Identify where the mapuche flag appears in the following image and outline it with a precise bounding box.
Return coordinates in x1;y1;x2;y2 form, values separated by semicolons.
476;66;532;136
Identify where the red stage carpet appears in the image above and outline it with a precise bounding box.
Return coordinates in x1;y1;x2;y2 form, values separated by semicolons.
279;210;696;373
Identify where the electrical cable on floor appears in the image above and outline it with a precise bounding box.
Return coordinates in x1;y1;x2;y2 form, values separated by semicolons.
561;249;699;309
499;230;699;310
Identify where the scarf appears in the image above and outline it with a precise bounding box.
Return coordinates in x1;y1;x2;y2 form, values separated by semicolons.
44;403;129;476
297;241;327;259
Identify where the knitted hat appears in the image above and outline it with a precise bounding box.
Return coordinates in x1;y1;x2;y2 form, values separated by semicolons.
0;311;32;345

-.-.-

Exercise aim. What goes in the answer is the run of lines from the one holding "Identify where the knitted" to the end of the entries, reproduced exactly and with nothing else.

Answer section.
Identify where the knitted hat appears in the image above and outline it with a precise bounding box.
Return coordinates in x1;y1;x2;y2 form, values separated by semicolons.
0;311;32;345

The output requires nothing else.